* What is required
Could you retype the entries below exactly, omitting every picture?

* Supplied material
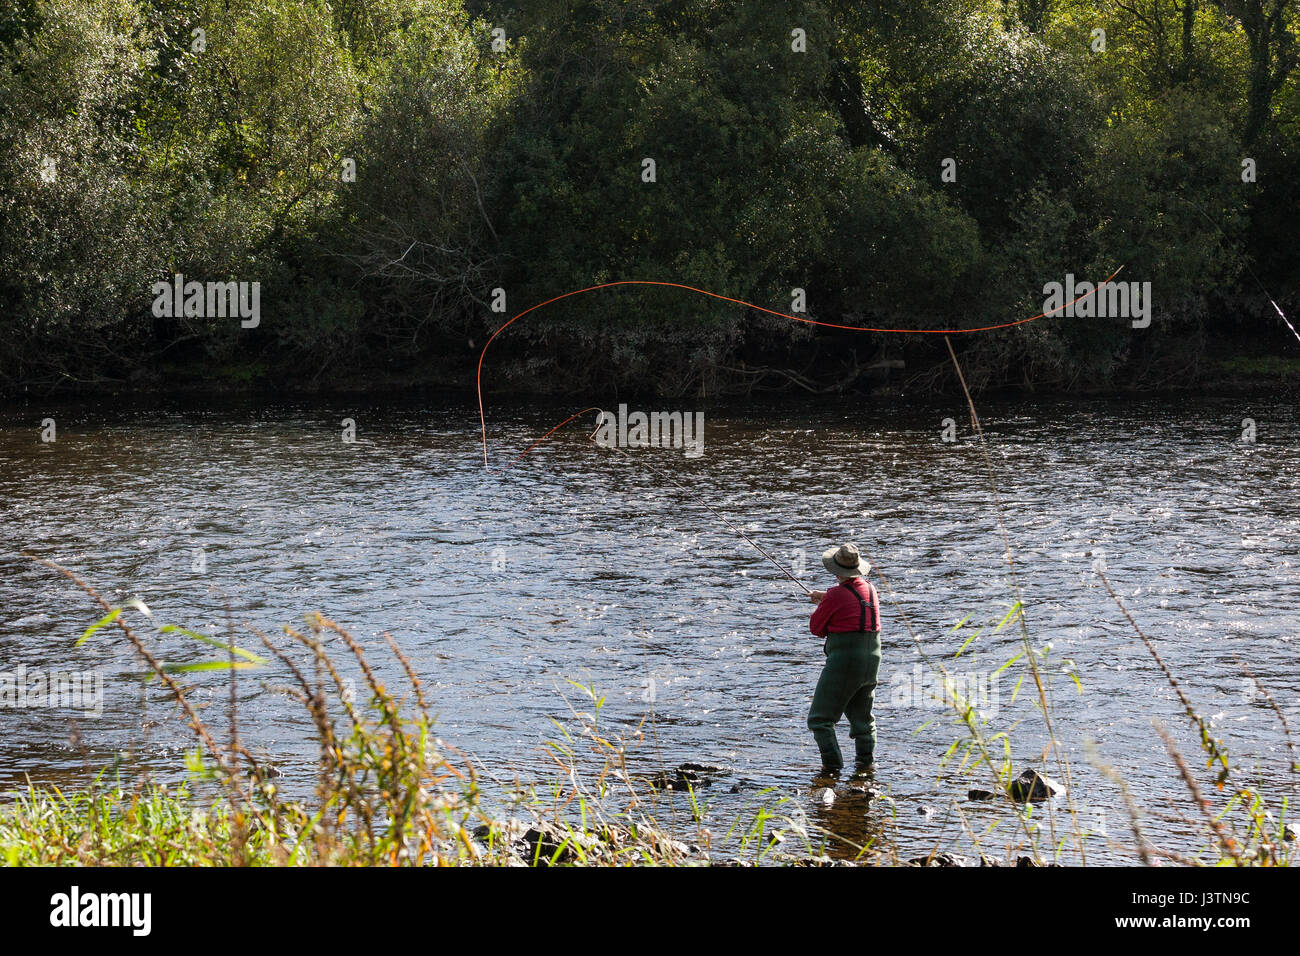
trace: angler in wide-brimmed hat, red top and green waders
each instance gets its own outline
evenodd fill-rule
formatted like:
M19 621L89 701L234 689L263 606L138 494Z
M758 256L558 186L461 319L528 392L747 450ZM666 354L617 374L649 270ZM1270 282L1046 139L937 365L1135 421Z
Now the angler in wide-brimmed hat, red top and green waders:
M871 706L880 670L880 598L866 580L871 563L857 545L831 548L822 563L840 583L811 593L818 607L809 630L823 639L826 663L809 708L809 730L822 752L822 774L835 777L844 769L835 724L848 715L857 758L853 775L864 777L875 770L876 719Z

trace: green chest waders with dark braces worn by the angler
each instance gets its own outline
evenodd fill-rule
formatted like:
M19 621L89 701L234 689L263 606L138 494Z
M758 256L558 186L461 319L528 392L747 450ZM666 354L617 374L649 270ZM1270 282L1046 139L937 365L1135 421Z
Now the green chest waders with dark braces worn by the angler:
M812 693L809 708L809 730L822 752L822 766L837 770L844 766L835 724L841 717L849 718L849 736L853 737L857 762L868 765L876 750L876 719L871 708L876 698L876 675L880 671L880 613L848 584L862 609L858 631L827 632L826 663ZM871 630L867 630L867 610L871 610Z

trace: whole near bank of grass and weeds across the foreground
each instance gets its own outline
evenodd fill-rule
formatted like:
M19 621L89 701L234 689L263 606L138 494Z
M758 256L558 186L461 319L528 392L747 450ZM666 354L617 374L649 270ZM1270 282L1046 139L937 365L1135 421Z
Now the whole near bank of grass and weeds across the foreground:
M286 627L276 640L243 626L242 632L260 643L261 653L240 646L234 626L226 640L164 626L159 630L220 648L212 661L172 665L157 657L127 620L129 614L138 619L147 609L131 602L110 606L94 588L58 570L103 610L82 640L120 635L187 724L195 748L186 758L182 783L117 770L112 779L107 773L87 779L79 792L29 786L16 793L0 808L0 862L10 866L1050 865L1086 864L1093 849L1089 840L1096 838L1088 832L1069 760L1056 737L1027 773L1052 773L1065 782L1065 792L1060 799L1027 797L1017 791L1019 765L1013 760L1023 747L1010 736L1022 724L993 726L993 718L963 697L962 684L952 679L949 667L980 633L965 622L954 630L962 641L956 653L942 659L924 656L896 604L926 666L941 676L942 702L956 728L948 750L935 754L936 773L968 779L984 788L985 799L1002 801L1008 812L994 826L980 829L954 801L967 847L935 845L927 855L905 857L890 839L897 808L870 782L862 786L859 799L880 822L881 838L864 844L835 832L833 826L814 823L806 804L819 799L818 790L796 795L759 791L731 819L715 819L694 788L701 778L688 765L654 777L632 769L644 766L645 761L636 758L649 749L653 727L611 727L602 719L604 700L594 687L571 682L567 717L556 722L556 736L546 744L555 765L550 779L502 779L504 774L494 774L434 735L420 678L390 639L386 653L406 675L406 685L396 691L377 678L365 650L344 628L320 615L311 615L302 628ZM1104 571L1098 575L1109 591ZM880 578L894 600L888 579ZM1121 598L1110 593L1127 618ZM1140 808L1124 780L1093 761L1113 780L1128 810L1127 831L1106 838L1110 848L1145 864L1290 865L1296 843L1286 795L1265 793L1249 770L1239 771L1165 666L1156 641L1128 620L1135 639L1178 696L1199 744L1199 757L1184 756L1174 735L1157 726L1170 756L1171 780L1183 792L1180 810L1173 813L1190 831L1201 834L1202 845L1166 848L1149 839L1144 818L1167 818L1171 810L1164 805L1149 812ZM1053 676L1070 675L1070 669L1050 658L1048 646L1028 640L1020 604L987 627L1022 628L1024 653L1002 667L1018 688L1036 698L1050 734L1057 708ZM270 658L282 665L281 675L289 682L282 692L306 710L315 728L318 756L311 796L281 792L280 771L256 758L240 740L235 684L242 671L270 666ZM364 687L352 691L342 676L344 666L360 670ZM203 719L191 702L192 688L183 683L187 672L218 669L229 670L230 683L231 706L224 727ZM1251 678L1249 671L1243 672ZM1069 682L1078 683L1075 676ZM1271 704L1266 688L1257 687ZM1300 779L1286 717L1275 704L1271 709L1284 731L1288 774ZM1196 769L1197 763L1204 769Z

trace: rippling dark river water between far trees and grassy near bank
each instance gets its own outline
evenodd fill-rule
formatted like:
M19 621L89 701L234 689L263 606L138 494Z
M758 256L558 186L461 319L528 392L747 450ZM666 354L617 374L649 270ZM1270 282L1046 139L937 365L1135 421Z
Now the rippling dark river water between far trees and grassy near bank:
M493 463L581 405L490 403ZM1020 683L1023 659L998 672L1023 646L1018 627L994 630L1015 591L963 407L837 398L682 411L705 412L699 457L604 451L575 423L504 472L484 467L477 410L437 401L4 411L0 670L94 670L104 706L99 717L0 709L0 784L30 775L75 788L88 767L129 748L177 775L192 745L156 688L142 721L138 666L118 632L74 646L100 613L21 558L26 549L110 601L142 598L159 623L218 633L229 606L237 620L277 632L318 610L350 628L398 687L380 637L387 631L425 682L438 734L503 782L555 777L545 750L562 739L552 718L567 717L566 698L590 710L577 682L603 696L611 734L633 735L651 717L629 756L634 769L728 769L701 791L719 840L767 801L794 832L801 822L826 826L904 857L936 845L970 852L971 831L1005 852L1018 839L1014 813L966 800L968 788L989 786L987 771L963 767L961 752L945 760L966 734L930 697L901 620L926 656L978 688L987 732L1009 734L1015 770L1035 765L1046 745L1037 695ZM1098 559L1235 762L1268 792L1295 799L1280 724L1242 665L1300 728L1296 411L1265 395L982 406L1028 631L1035 646L1050 645L1044 670L1089 861L1134 858L1128 814L1100 765L1126 782L1157 845L1204 844L1153 721L1193 767L1205 760L1093 572ZM52 442L40 440L47 418ZM355 442L342 441L343 419L355 420ZM944 419L956 441L944 441ZM1243 441L1245 419L1253 442ZM810 793L819 761L803 722L823 659L807 632L811 607L701 499L809 587L826 587L819 555L840 540L884 570L898 604L884 594L883 797L841 788L828 806ZM211 652L152 640L170 661ZM194 683L224 727L224 678ZM308 790L311 727L277 689L285 683L278 665L243 675L239 719L286 786ZM852 754L842 723L841 740ZM998 739L998 756L1002 747ZM681 796L664 797L660 813L690 831ZM1043 809L1032 819L1048 826ZM1050 836L1041 844L1050 853Z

* Result
trace: angler in wide-brimmed hat, red top and green waders
each instance gets its own outline
evenodd fill-rule
formatted like:
M19 621L89 701L234 689L263 606L138 494Z
M758 256L558 186L461 319L528 392L747 450ZM666 354L617 374L649 270ZM1270 282L1046 139L937 365L1135 421Z
Now the angler in wide-brimmed hat, red top and green waders:
M871 706L880 670L880 598L866 580L871 563L857 545L831 548L822 563L840 583L811 593L818 607L809 630L823 639L826 663L809 708L809 730L822 752L822 774L835 777L844 769L835 724L848 715L857 758L853 775L864 777L875 770L876 719Z

trace: green chest waders with dark braces worn by the angler
each instance gets its own outline
evenodd fill-rule
formatted like:
M19 621L89 701L234 689L263 606L138 494Z
M758 256L558 186L461 319L528 392L747 450ZM666 354L617 374L649 270ZM1270 282L1046 139L937 365L1135 421Z
Now the green chest waders with dark braces worn by the angler:
M812 693L809 708L809 730L822 752L822 766L837 770L844 766L835 724L841 717L849 718L849 736L853 737L857 762L868 765L876 750L876 719L871 708L876 698L876 675L880 671L880 613L848 584L862 609L858 631L827 632L826 663ZM871 630L867 630L867 610L871 610Z

trace: whole near bank of grass and weeds across the foreground
each instance gets its own outline
evenodd fill-rule
formatted like:
M19 621L89 701L234 689L263 606L138 494Z
M758 256L558 186L461 319L528 392L747 450ZM666 354L617 374L649 270ZM1270 282L1046 139L937 365L1135 421Z
Now the whole near bank of grass and weeds across the foreground:
M286 627L276 640L243 626L242 632L260 643L261 653L240 646L234 626L226 640L164 626L159 630L220 648L212 661L172 665L157 657L127 620L129 614L138 619L147 609L131 602L110 606L94 588L58 570L103 610L82 640L120 635L187 724L195 748L186 758L182 783L117 770L112 779L107 773L87 779L79 792L29 786L16 793L0 808L0 862L10 866L1050 865L1086 864L1093 849L1089 840L1096 838L1088 832L1069 760L1056 737L1027 773L1052 773L1065 782L1065 792L1060 799L1027 797L1017 791L1019 765L1013 760L1023 747L1010 736L1022 724L993 726L993 718L963 697L962 684L952 679L949 667L980 633L965 622L954 630L962 641L956 653L942 659L924 656L896 604L926 666L941 676L942 702L956 728L948 750L935 754L936 773L968 779L984 788L985 799L1002 801L1008 812L994 826L980 829L954 801L967 847L935 845L927 855L905 857L890 839L897 808L870 782L862 786L859 799L880 822L881 838L864 844L835 832L833 826L814 823L806 804L819 799L818 790L796 795L759 791L731 819L715 819L694 788L701 778L688 765L654 777L632 769L644 766L645 761L636 758L649 749L653 727L611 727L602 719L604 700L594 687L571 682L567 717L556 722L556 736L546 744L555 765L550 779L502 779L504 774L494 774L434 735L420 678L390 639L386 653L406 675L406 685L396 691L377 678L365 650L344 628L320 615L311 615L302 628ZM1104 571L1098 575L1109 591ZM880 578L894 600L888 579ZM1121 598L1110 593L1127 618ZM1140 808L1124 780L1093 761L1113 780L1128 810L1127 831L1106 838L1110 848L1145 864L1290 865L1296 843L1286 795L1265 793L1249 770L1239 771L1165 666L1156 641L1128 620L1135 639L1178 696L1199 744L1199 757L1184 756L1174 735L1157 726L1170 756L1171 780L1183 792L1180 810L1173 813L1190 831L1201 834L1202 845L1166 848L1149 839L1144 818L1167 818L1171 810L1164 805L1149 812ZM1053 676L1070 675L1070 669L1050 658L1048 646L1028 640L1020 604L987 627L1022 628L1024 653L1002 667L1018 688L1036 698L1050 734L1057 708ZM270 658L282 665L281 675L289 682L282 692L306 710L315 728L318 756L311 796L281 792L280 771L256 758L240 740L235 684L242 671L270 666ZM364 687L352 691L342 676L344 666L360 670ZM203 719L191 702L192 688L183 683L187 672L218 669L229 670L230 683L231 706L224 727ZM1251 678L1249 671L1243 672ZM1069 682L1078 683L1075 676ZM1271 704L1266 688L1257 687ZM1300 779L1286 717L1275 704L1271 709L1284 731L1288 774ZM1196 769L1197 763L1204 769Z

trace: rippling dark river water between far trees and grassy near bank
each instance gets its own outline
evenodd fill-rule
formatted like:
M19 621L89 701L234 689L263 606L138 494Z
M758 256L558 186L461 319L528 392L747 450ZM666 354L617 374L649 270ZM1270 282L1046 139L937 365L1135 421Z
Now the rippling dark river water between far trees and grassy near bank:
M493 463L581 405L490 403ZM1020 683L1023 659L998 672L1023 646L1018 627L994 630L1015 591L963 407L837 398L682 411L705 412L699 457L604 451L575 423L504 472L484 467L477 410L437 401L4 411L0 670L94 670L104 706L99 717L0 709L0 784L30 775L75 788L88 767L129 748L177 775L192 745L156 688L142 721L138 666L118 632L74 646L100 613L21 558L26 549L110 601L142 598L159 623L218 633L229 606L237 620L277 632L318 610L350 628L398 687L380 637L387 631L425 682L438 734L503 782L555 777L545 750L562 739L552 718L567 717L566 698L590 710L577 682L603 696L611 734L633 735L651 717L629 756L634 769L728 769L701 791L719 840L767 801L794 832L801 822L826 826L904 857L936 845L970 852L971 831L1005 852L1018 839L1014 813L966 800L968 788L989 786L987 771L963 767L961 752L945 760L966 734L930 697L901 620L926 656L978 688L987 732L1009 734L1015 770L1035 765L1046 745L1037 695ZM1098 559L1235 762L1268 792L1295 799L1280 724L1242 665L1300 728L1296 411L1265 395L982 406L1028 631L1035 646L1050 645L1044 670L1089 861L1134 858L1128 814L1100 765L1126 782L1157 845L1204 844L1153 721L1193 767L1205 760L1093 572ZM52 442L40 440L47 418ZM355 442L342 441L343 419L355 420ZM944 419L956 441L944 441ZM1243 441L1245 419L1253 442ZM810 793L819 761L803 722L823 659L807 632L811 607L701 499L809 587L826 587L819 555L840 540L884 570L898 604L884 594L883 797L841 788L828 806ZM211 652L152 640L170 661ZM194 683L224 727L224 678ZM308 790L311 727L277 689L285 683L278 665L243 675L239 719L286 786ZM852 754L842 723L841 740ZM998 739L998 756L1002 747ZM681 796L664 797L660 813L690 831ZM1043 809L1032 819L1048 826ZM1050 836L1041 844L1050 853Z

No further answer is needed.